US Grand Prix: Schumacher claims title initiative with dominant victory

At times, the US GP wasn't so much of a race - it was a full-blown war zone. Michael Schumacher, already a veteran of five successful world championship campaigns, did the best job of dodging the bullets and steered his Ferrari home in one piece. From seventh on the grid, the German made a great start to rocket up the order into fourth by the first corner, squeezing past team-mate Rubens Barrichello at Turn 1. Main title rival Juan Pablo Montoya (Williams) took his first direct hit of the afternoon when he made a dreadful start and plunged to seventh

US Grand Prix: Schumacher claims title initiative with dominant victory

Out front, pole man Kimi Raikkonen (McLaren) made a blistering getaway to lead, with Olivier Panis (Toyota) jumping ahead of the slow-starting Barrichello, while Ralf Schumacher did likewise to take third for Williams. By the end of lap one, Raikkonen had extended a 1.6sec lead, while team-mate David Coulthard pulled off a smart round-the-outside pass on Barrichello for fifth.

**WHAT THIS EXERCISE ASKS**
[1] Please reproduce the race report between "Out front, pole" and "Barrichello for fifth.", inclusive.
[2] Continue the US Grand Prix report from its last sentence.
The material that comes next has no connection to the race report.

**MATERIAL**
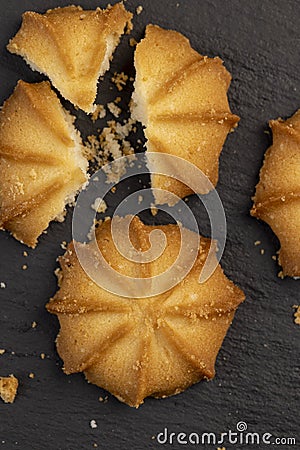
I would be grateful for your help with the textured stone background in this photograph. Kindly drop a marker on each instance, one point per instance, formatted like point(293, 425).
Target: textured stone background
point(257, 377)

**ANSWERS TO THE TASKS**
[1]
Out front, pole man Kimi Raikkonen (McLaren) made a blistering getaway to lead, with Olivier Panis (Toyota) jumping ahead of the slow-starting Barrichello, while Ralf Schumacher did likewise to take third for Williams. By the end of lap one, Raikkonen had extended a 1.6sec lead, while team-mate David Coulthard pulled off a smart round-the-outside pass on Barrichello for fifth.

[2]
R Schumacher bombed past Panis on the start/finish straight on the following tour, but it was the second Williams, that of Montoya, that caught the attention. He lunged alongside Barrichello on the outside under braking, much like DC had a lap earlier. This time, however, Rubens stuck to his cause and they turned into the left-hander side-by-side. Montoya went for the inside of the following right-hander, so did Barrichello.

End result? Montoya's right-front wheel clipped Barrichello's left-rear, contact that sent Rubens spinning off into the gravel. Although he lost positions to both Renaults, Montoya escaped - or so it seemed.

Rubens was indignant: "I know we've always said that we race each other quite close and that one day we might touch, but it shouldn't have been today. It was very close, but I didn't turn into him. I thought I had given him space. I hadn't even reached the apex of the corner, and then I felt a bang."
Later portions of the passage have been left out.